• _Schriftliche Aufgabe_
Führe die Rezension über Tillichs Rechtstheologie im Anschluss an ihren letzten Satz weiter.

• _Lesetext_
+++

Wrege, Wolf Reinhard

Titel/Untertitel:

Die Rechtstheologie Paul Tillichs.

Verlag:

Tübingen: Mohr 1996. XIII, 198 S. gr.8° = Jus Ecclesiasticum, 56. Lw. DM 108,­. ISBN 3-16-146622-5.

Rezensent:

Hans-Richard Reuter

Fragen einer christlichen Legitimation des Rechts sind in der protestantischen Theologie nach dem 2. Weltkrieg überwiegend vor dem Hintergrund der Paradigmenkontroverse zwischen lutherischer Zwei-Reichelehre einerseits und der durch Karl Barth inspirierten christologischen Rechtsbegründung andererseits diskutiert worden. Dabei stellte letztlich die Frage Barths, ob es eine in der analogia fidei fundierte Beziehung zwischen der göttlichen Rechtfertigung und dem menschlichen Recht gebe, den entscheidenden Anstoß auch für solche rechtstheologischen Entwürfe dar, die sich eher genuin lutherischer Grundlagen zu vergewissern suchten. Die alsbald eingetretene Verengung dieser Bemühungen auf die Begründung des evangelischen Kirchenrechts ist Ausdruck der besonderen Schwierigkeit, einen strikt offenbarungstheologischen Denkstil mit dem säkular-autonomen Selbstverständnis des modernen Rechts zu vermitteln. Vor diesem Hintergrund wird das leitende Interesse der angezeigten Studie verständlich: blieb doch Paul Tillichs Theologieprogramm stets der Aufgabe einer Vermittlung von Christentum und Kultur verpflichtet.

Die (ursprünglich unter dem meines Erachtens sachgemäßeren Titel "Der Rechtsgedanke bei Tillich") bei dem Göttinger Rechtstheoretiker Ralf Dreier als juristische Dissertation angefertigte und mit dem Paul-Tillich-Preis 1996 ausgezeichnete Arbeit nimmt, um Tillichs "Rechtstheologie" zu erheben, einen sehr weiten Anlauf: Volle zwei Drittel des Buches sind einem konzentrierten, biographisch-werkgeschichtlich orientierten Überblick über die Entwicklung des Tillichschen Denkens im ganzen gewidmet, der in die frühen Prägungen 1886-1919 (Kap. 1), den Religiösen Sozialismus 1919-1933 (Kap. 2) und die Systematische Theologie 1933-1965 (Kap. 3) eingeteilt wird und den Stand der Tillich-Forschung zuverlässig verarbeitet.

+++

• _Bildeinträge zu benannten Bereichen_
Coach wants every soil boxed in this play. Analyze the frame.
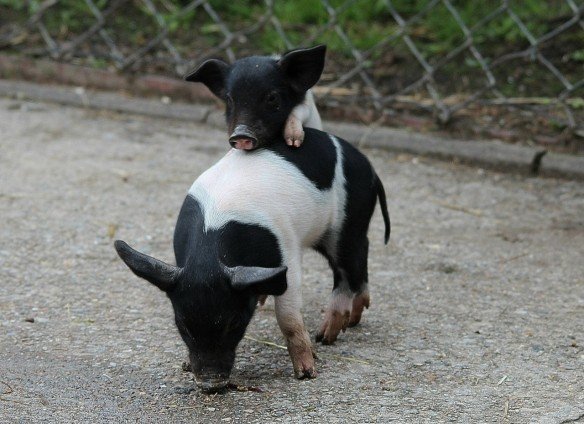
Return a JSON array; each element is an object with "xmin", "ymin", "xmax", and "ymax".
[{"xmin": 0, "ymin": 99, "xmax": 584, "ymax": 423}]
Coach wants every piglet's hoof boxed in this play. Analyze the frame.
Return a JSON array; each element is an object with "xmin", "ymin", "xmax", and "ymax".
[
  {"xmin": 284, "ymin": 115, "xmax": 304, "ymax": 147},
  {"xmin": 349, "ymin": 292, "xmax": 369, "ymax": 327},
  {"xmin": 316, "ymin": 311, "xmax": 351, "ymax": 345},
  {"xmin": 294, "ymin": 366, "xmax": 317, "ymax": 380}
]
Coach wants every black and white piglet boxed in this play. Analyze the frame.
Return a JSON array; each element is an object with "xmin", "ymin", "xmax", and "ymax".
[{"xmin": 115, "ymin": 44, "xmax": 390, "ymax": 391}]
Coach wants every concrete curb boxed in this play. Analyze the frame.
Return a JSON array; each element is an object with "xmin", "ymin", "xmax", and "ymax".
[{"xmin": 0, "ymin": 79, "xmax": 584, "ymax": 180}]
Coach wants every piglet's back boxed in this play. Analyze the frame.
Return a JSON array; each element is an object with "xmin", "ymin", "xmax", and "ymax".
[{"xmin": 189, "ymin": 132, "xmax": 345, "ymax": 246}]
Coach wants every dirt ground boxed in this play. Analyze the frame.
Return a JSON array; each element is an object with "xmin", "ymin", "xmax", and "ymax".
[{"xmin": 0, "ymin": 99, "xmax": 584, "ymax": 423}]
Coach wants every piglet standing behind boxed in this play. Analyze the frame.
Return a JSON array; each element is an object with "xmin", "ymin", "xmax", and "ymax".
[{"xmin": 115, "ymin": 46, "xmax": 390, "ymax": 391}]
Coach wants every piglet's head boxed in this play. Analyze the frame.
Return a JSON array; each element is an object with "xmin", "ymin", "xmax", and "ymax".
[
  {"xmin": 185, "ymin": 45, "xmax": 326, "ymax": 150},
  {"xmin": 115, "ymin": 240, "xmax": 287, "ymax": 393}
]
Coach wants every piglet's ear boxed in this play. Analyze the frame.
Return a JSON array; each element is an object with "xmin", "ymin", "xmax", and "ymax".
[
  {"xmin": 114, "ymin": 240, "xmax": 180, "ymax": 292},
  {"xmin": 223, "ymin": 266, "xmax": 288, "ymax": 296},
  {"xmin": 278, "ymin": 44, "xmax": 326, "ymax": 93},
  {"xmin": 185, "ymin": 59, "xmax": 229, "ymax": 99}
]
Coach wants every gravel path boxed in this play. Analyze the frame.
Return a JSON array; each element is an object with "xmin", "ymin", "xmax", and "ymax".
[{"xmin": 0, "ymin": 99, "xmax": 584, "ymax": 423}]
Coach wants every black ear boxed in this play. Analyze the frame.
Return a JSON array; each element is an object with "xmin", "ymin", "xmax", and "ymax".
[
  {"xmin": 114, "ymin": 240, "xmax": 180, "ymax": 292},
  {"xmin": 185, "ymin": 59, "xmax": 229, "ymax": 99},
  {"xmin": 278, "ymin": 44, "xmax": 326, "ymax": 93},
  {"xmin": 223, "ymin": 266, "xmax": 288, "ymax": 296}
]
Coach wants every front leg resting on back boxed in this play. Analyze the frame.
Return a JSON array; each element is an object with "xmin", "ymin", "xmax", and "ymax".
[
  {"xmin": 284, "ymin": 90, "xmax": 322, "ymax": 147},
  {"xmin": 275, "ymin": 260, "xmax": 316, "ymax": 379}
]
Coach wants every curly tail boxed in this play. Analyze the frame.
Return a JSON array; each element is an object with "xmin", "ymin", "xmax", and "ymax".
[{"xmin": 375, "ymin": 175, "xmax": 391, "ymax": 244}]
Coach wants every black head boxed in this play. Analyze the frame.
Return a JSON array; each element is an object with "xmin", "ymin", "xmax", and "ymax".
[
  {"xmin": 115, "ymin": 240, "xmax": 287, "ymax": 392},
  {"xmin": 185, "ymin": 45, "xmax": 326, "ymax": 150}
]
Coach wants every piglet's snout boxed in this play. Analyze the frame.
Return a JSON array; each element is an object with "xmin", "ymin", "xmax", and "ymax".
[{"xmin": 229, "ymin": 125, "xmax": 258, "ymax": 150}]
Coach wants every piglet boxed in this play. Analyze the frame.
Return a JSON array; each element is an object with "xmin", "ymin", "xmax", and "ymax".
[{"xmin": 115, "ymin": 46, "xmax": 390, "ymax": 392}]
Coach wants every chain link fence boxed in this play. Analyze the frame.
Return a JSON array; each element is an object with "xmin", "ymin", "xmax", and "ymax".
[{"xmin": 0, "ymin": 0, "xmax": 584, "ymax": 149}]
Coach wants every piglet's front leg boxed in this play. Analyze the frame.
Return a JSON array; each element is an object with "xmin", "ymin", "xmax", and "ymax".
[
  {"xmin": 284, "ymin": 112, "xmax": 304, "ymax": 147},
  {"xmin": 276, "ymin": 268, "xmax": 316, "ymax": 379},
  {"xmin": 284, "ymin": 90, "xmax": 322, "ymax": 147}
]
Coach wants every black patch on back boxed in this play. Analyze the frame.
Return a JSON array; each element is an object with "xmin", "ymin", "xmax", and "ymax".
[
  {"xmin": 174, "ymin": 194, "xmax": 282, "ymax": 268},
  {"xmin": 217, "ymin": 221, "xmax": 282, "ymax": 268},
  {"xmin": 174, "ymin": 194, "xmax": 205, "ymax": 268},
  {"xmin": 266, "ymin": 128, "xmax": 338, "ymax": 190}
]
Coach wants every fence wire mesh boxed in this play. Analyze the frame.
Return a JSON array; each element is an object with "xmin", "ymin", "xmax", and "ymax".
[{"xmin": 0, "ymin": 0, "xmax": 584, "ymax": 147}]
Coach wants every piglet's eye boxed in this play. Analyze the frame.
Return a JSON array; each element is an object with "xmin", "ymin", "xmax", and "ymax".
[{"xmin": 266, "ymin": 93, "xmax": 280, "ymax": 106}]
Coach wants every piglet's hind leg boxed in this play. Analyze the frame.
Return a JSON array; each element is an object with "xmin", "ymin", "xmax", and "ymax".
[{"xmin": 275, "ymin": 266, "xmax": 316, "ymax": 379}]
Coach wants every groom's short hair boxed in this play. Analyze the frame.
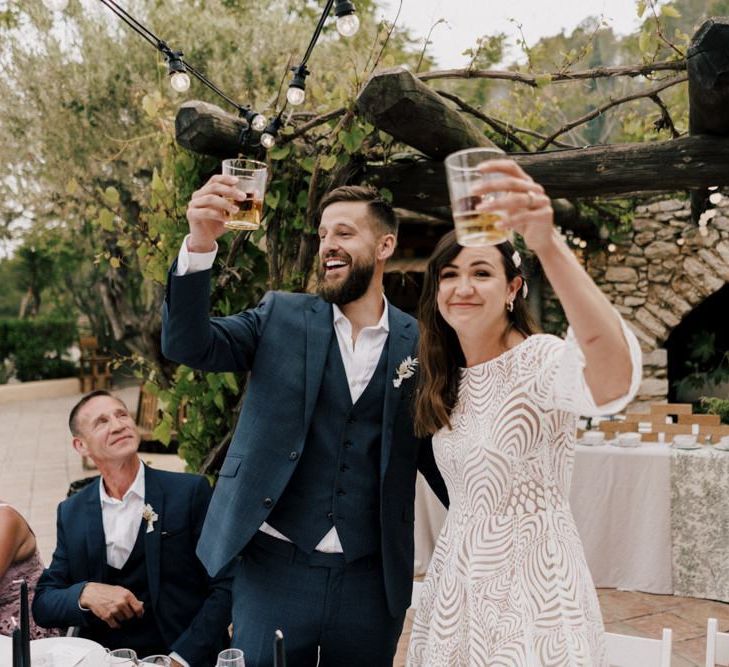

+++

• _Schriftliche Antwort_
Bereits das 1. Kap. resümiert den ",modus deficiens’, in dem das Recht in Tillichs System" mit "Wirkung über die Frühphase hinaus" behandelt wird (44). Seit 1931 taucht die Rechtsproblematik im Rahmen einer Ontologie der Macht auf (Kap. 2); der hierzu konstatierte Tatbestand, daß "jegliches Detailinteresse" dem "holistischen Systemdenken Tillichs" zuwiderlaufen würde (90), gilt auch für Tillichs Systematische Theologie, in der Recht und Gerechtigkeit im Rahmen einer geisttheologisch durchwirkten Lebensphilosophie thematisiert werden (Kap. 3).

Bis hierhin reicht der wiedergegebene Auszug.